§ **What to produce**
Write out the entries, please, from the line containing "Locate the overcast" through their final line, exactly and with nothing else.

§ **Task material**
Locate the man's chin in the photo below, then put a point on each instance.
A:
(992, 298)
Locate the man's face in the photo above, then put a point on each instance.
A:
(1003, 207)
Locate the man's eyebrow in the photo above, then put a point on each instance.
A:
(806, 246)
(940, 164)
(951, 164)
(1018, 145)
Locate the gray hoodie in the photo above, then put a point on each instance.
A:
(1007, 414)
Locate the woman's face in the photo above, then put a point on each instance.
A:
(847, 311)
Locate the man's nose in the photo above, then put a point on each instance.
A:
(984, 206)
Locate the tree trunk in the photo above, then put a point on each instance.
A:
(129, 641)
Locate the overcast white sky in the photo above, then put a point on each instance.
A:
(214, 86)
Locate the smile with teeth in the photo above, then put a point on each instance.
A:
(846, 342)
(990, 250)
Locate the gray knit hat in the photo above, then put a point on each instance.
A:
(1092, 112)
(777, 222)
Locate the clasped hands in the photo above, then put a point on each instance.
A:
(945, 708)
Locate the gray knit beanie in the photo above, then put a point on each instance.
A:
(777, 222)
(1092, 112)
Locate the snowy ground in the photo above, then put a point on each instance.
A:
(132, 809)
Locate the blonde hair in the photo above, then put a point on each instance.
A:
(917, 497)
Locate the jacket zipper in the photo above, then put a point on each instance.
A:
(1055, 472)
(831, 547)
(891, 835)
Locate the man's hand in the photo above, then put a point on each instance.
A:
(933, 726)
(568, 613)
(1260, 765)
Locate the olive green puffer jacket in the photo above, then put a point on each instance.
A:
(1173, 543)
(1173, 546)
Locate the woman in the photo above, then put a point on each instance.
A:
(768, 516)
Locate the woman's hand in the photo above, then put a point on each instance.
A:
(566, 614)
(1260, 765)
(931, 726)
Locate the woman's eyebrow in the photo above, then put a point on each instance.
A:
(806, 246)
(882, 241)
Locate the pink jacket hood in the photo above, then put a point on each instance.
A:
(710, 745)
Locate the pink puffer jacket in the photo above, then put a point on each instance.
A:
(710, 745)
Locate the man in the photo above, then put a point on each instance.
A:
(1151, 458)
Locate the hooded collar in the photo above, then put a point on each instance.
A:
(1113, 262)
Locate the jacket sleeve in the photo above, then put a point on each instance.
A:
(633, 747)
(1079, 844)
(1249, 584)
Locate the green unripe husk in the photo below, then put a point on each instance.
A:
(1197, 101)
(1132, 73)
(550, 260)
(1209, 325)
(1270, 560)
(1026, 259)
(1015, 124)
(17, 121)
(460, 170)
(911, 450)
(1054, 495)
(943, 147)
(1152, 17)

§ **Answer to the problem**
Locate the overcast white sky in the photo above, then put a point on each instance.
A:
(214, 86)
Locate the smile with teeth in the photo above, then put a point on each instance.
A:
(846, 342)
(990, 250)
Locate the gray knit hat in the photo above, then put a point on each instance.
A:
(1092, 112)
(777, 222)
Locate the clasped hands in the photo above, then put a point on each instance.
A:
(945, 708)
Locate the gray knit beanie in the photo above, then put a point on each instance.
A:
(777, 222)
(1092, 112)
Locate the snowy ground in the photo above, then put a point on each instance.
A:
(132, 809)
Locate the blonde hair in the photo above, then put a point on each instance.
A:
(917, 497)
Locate the jacket zipper in the photo above, then put a point on each instance.
A:
(1055, 472)
(831, 547)
(891, 835)
Locate the man's hand in the photo above, then put a point on each instance.
A:
(933, 726)
(568, 613)
(1260, 765)
Locate the olive green puffer jacket in the photo above, then put a point on each instance.
A:
(1173, 543)
(1173, 546)
Locate the woman in the photo above, then put a point on each instance.
A:
(768, 516)
Locate the woman's hand in the photo above, then put a point on each instance.
A:
(566, 614)
(1260, 765)
(931, 726)
Locate the woman's eyebrow in the photo above, then put a point on each instance.
A:
(806, 246)
(882, 241)
Locate the pink jacket hood in the photo above, then put a point on each instance.
A:
(710, 745)
Locate the pink puffer jacket in the photo above, then put a point on each instance.
A:
(710, 745)
Locate the man in the photo above, then put a point on each instance.
A:
(1151, 458)
Locate the hooded collar in the photo above, then put a point on each instance.
A:
(1113, 262)
Locate the jacket sleeve in the photo above, then put a point on each instance.
A:
(633, 747)
(1079, 844)
(1249, 584)
Locate the green unripe husk in the photo below, then put a point on each instance.
A:
(1197, 101)
(1132, 73)
(550, 260)
(1209, 325)
(1270, 560)
(1026, 259)
(1015, 124)
(17, 121)
(460, 170)
(911, 450)
(1054, 495)
(943, 147)
(1152, 17)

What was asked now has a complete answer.